§ Extracted data:
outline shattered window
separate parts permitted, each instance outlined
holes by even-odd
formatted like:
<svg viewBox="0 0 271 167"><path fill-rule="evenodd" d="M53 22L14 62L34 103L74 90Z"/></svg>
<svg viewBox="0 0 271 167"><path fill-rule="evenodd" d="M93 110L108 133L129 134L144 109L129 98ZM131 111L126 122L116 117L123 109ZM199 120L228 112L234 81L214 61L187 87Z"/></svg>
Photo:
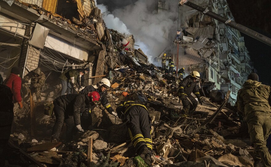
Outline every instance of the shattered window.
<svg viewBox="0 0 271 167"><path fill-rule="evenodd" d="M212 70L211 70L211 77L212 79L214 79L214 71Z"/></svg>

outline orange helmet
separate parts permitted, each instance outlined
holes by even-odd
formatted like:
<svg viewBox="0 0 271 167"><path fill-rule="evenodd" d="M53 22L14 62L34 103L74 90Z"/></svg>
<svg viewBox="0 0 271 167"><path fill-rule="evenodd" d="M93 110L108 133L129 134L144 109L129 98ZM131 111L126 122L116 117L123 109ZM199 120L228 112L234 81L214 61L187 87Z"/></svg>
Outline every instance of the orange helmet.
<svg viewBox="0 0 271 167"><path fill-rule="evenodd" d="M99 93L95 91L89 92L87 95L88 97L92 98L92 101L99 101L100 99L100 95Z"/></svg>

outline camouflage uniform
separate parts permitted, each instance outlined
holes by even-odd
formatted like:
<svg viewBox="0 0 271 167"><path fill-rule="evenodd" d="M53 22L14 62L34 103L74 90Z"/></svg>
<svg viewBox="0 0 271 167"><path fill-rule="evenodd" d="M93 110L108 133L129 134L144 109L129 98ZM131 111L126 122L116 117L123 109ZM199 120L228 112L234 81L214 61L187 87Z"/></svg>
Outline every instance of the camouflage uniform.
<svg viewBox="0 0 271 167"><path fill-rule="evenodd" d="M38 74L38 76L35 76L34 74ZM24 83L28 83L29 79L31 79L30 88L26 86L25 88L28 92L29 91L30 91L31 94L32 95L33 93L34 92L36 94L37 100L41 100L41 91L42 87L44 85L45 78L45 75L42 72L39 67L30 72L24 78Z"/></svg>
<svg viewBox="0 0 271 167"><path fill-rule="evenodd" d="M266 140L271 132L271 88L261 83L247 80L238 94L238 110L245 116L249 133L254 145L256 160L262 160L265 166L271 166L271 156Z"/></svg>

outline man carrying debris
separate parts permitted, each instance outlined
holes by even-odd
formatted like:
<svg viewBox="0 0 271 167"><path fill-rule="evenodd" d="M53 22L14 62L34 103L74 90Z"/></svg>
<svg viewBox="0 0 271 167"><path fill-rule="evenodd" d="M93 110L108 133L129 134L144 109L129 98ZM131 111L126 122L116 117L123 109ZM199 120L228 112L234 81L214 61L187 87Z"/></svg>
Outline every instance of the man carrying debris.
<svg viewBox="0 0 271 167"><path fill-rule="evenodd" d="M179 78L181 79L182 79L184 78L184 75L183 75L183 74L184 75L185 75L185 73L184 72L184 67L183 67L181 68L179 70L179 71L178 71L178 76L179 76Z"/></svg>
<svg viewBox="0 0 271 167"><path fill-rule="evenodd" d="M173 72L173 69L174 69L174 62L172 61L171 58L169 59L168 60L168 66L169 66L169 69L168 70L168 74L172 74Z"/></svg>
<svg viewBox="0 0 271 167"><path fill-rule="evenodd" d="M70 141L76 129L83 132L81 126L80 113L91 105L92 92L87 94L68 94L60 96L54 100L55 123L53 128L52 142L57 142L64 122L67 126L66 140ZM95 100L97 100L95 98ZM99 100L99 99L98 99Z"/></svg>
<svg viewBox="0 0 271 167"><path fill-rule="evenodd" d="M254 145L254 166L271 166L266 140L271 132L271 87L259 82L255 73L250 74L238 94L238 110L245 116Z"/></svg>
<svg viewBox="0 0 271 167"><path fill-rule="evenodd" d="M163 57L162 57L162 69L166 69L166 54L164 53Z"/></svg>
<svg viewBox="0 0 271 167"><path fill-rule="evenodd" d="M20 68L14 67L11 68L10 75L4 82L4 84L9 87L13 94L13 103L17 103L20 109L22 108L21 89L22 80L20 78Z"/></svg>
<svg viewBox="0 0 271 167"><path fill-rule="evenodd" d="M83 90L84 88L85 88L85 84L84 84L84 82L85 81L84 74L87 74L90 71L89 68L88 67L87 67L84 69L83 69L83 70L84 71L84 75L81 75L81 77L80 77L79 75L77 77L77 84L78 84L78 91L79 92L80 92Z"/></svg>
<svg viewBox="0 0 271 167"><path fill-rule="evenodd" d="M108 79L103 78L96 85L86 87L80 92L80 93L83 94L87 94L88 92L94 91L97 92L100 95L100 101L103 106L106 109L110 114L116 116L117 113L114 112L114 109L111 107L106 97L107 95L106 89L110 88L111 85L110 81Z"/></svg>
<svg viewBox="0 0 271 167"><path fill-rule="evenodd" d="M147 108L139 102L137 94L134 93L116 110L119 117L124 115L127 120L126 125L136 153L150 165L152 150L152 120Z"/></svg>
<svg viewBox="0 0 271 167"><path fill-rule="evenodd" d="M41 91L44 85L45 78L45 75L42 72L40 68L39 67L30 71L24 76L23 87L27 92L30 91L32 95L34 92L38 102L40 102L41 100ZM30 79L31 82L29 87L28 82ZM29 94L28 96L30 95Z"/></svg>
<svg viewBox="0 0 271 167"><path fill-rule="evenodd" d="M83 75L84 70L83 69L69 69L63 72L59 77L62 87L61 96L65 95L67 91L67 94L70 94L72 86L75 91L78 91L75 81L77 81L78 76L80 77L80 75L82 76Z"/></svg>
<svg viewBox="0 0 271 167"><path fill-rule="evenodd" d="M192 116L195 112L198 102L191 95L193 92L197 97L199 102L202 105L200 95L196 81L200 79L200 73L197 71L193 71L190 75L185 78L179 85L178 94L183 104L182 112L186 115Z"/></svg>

==

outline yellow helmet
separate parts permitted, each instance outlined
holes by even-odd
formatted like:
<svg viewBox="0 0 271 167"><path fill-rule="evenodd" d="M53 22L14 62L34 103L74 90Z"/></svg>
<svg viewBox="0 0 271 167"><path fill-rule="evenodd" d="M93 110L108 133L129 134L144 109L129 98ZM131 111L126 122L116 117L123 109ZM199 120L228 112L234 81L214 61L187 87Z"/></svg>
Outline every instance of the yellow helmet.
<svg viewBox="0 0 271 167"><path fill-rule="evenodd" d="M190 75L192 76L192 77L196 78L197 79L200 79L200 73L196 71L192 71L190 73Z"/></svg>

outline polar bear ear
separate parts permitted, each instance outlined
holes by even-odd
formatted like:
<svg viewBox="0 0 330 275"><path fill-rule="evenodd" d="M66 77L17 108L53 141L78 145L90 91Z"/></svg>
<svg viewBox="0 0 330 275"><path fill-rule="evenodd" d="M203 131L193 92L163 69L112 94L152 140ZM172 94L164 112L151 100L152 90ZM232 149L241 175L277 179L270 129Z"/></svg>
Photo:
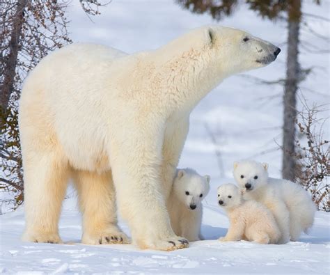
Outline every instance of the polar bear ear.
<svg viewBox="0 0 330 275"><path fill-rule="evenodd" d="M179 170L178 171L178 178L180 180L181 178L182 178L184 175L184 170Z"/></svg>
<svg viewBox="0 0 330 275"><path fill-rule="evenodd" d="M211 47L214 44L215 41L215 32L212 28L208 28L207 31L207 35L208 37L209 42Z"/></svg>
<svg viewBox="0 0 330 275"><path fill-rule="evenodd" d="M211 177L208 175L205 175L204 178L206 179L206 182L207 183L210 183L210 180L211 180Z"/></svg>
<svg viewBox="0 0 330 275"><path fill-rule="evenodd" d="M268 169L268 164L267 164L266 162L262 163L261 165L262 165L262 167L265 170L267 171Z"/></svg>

...

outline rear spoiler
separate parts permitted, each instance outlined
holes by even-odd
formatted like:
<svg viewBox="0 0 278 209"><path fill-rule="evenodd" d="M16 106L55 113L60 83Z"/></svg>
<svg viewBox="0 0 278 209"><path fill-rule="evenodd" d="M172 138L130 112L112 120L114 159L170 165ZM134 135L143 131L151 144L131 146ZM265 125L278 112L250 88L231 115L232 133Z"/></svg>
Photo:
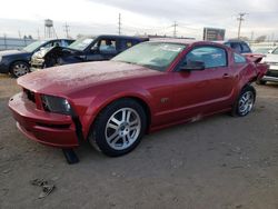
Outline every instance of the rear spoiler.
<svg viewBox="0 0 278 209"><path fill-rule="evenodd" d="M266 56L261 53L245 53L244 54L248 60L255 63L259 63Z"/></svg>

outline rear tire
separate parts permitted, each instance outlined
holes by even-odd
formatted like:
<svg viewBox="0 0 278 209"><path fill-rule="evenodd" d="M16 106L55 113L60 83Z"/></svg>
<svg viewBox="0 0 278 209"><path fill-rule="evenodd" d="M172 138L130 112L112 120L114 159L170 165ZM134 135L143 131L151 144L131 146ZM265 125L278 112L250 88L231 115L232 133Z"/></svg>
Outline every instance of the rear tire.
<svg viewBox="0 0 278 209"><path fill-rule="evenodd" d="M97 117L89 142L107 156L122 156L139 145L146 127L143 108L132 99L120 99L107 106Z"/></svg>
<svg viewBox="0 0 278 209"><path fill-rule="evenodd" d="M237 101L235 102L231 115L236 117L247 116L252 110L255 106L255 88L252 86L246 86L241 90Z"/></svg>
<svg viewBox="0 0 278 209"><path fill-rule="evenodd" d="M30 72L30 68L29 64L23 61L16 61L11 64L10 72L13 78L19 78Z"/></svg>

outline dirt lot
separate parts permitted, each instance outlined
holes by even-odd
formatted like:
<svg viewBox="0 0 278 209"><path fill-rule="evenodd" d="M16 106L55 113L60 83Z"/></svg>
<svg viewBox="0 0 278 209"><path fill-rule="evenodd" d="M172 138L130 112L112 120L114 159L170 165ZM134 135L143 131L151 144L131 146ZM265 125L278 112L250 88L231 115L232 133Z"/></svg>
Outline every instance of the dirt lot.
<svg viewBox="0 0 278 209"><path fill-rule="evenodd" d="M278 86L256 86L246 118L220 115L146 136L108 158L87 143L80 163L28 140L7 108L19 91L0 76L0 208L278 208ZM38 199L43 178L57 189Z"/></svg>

§ What the task requires:
Convert the material above, from the line containing "outline shattered window" through the line containing "140L271 132L271 88L261", inclusive, into a JSON list of strings with one string per line. Omit blank lines and leave out the pictures.

§ The output:
[
  "outline shattered window",
  "separate parts permitted, each instance outlined",
  "holes by even-odd",
  "formatted like:",
  "<svg viewBox=\"0 0 271 167\"><path fill-rule=\"evenodd\" d=\"M53 22L14 62L34 103L74 90Z\"/></svg>",
  "<svg viewBox=\"0 0 271 167\"><path fill-rule=\"evenodd\" d=\"M93 110L108 133L129 134L144 109L129 98ZM131 111L126 122L116 117L123 109ZM199 120L228 112L234 81L214 61L187 87Z\"/></svg>",
  "Photo:",
  "Outline every instance of the shattered window.",
  "<svg viewBox=\"0 0 271 167\"><path fill-rule=\"evenodd\" d=\"M212 70L211 70L211 77L212 79L214 79L214 71Z\"/></svg>",
  "outline orange helmet",
  "separate parts permitted, each instance outlined",
  "holes by even-odd",
  "formatted like:",
  "<svg viewBox=\"0 0 271 167\"><path fill-rule=\"evenodd\" d=\"M53 22L14 62L34 103L74 90Z\"/></svg>",
  "<svg viewBox=\"0 0 271 167\"><path fill-rule=\"evenodd\" d=\"M93 110L108 133L129 134L144 109L129 98ZM131 111L126 122L116 117L123 109ZM199 120L228 112L234 81L214 61L187 87Z\"/></svg>",
  "Outline every instance of the orange helmet.",
  "<svg viewBox=\"0 0 271 167\"><path fill-rule=\"evenodd\" d=\"M99 93L95 91L89 92L87 95L88 97L92 98L92 101L99 101L100 99L100 95Z\"/></svg>",
  "outline camouflage uniform",
  "separate parts permitted, each instance outlined",
  "holes by even-odd",
  "formatted like:",
  "<svg viewBox=\"0 0 271 167\"><path fill-rule=\"evenodd\" d=\"M53 22L14 62L34 103L74 90Z\"/></svg>",
  "<svg viewBox=\"0 0 271 167\"><path fill-rule=\"evenodd\" d=\"M93 110L108 133L129 134L144 109L129 98ZM131 111L126 122L116 117L123 109ZM199 120L228 112L234 81L214 61L187 87Z\"/></svg>",
  "Outline every instance of the camouflage uniform.",
  "<svg viewBox=\"0 0 271 167\"><path fill-rule=\"evenodd\" d=\"M38 74L38 76L35 76L34 74ZM24 83L28 83L29 79L31 79L30 88L26 86L25 88L28 92L29 91L30 91L31 94L32 95L33 93L34 92L36 94L37 100L41 100L41 91L42 87L44 85L45 78L45 75L42 72L39 67L30 72L24 78Z\"/></svg>",
  "<svg viewBox=\"0 0 271 167\"><path fill-rule=\"evenodd\" d=\"M266 140L271 132L271 88L261 83L247 80L238 94L238 110L245 116L249 133L254 145L256 160L262 160L265 166L271 166L271 156Z\"/></svg>"
]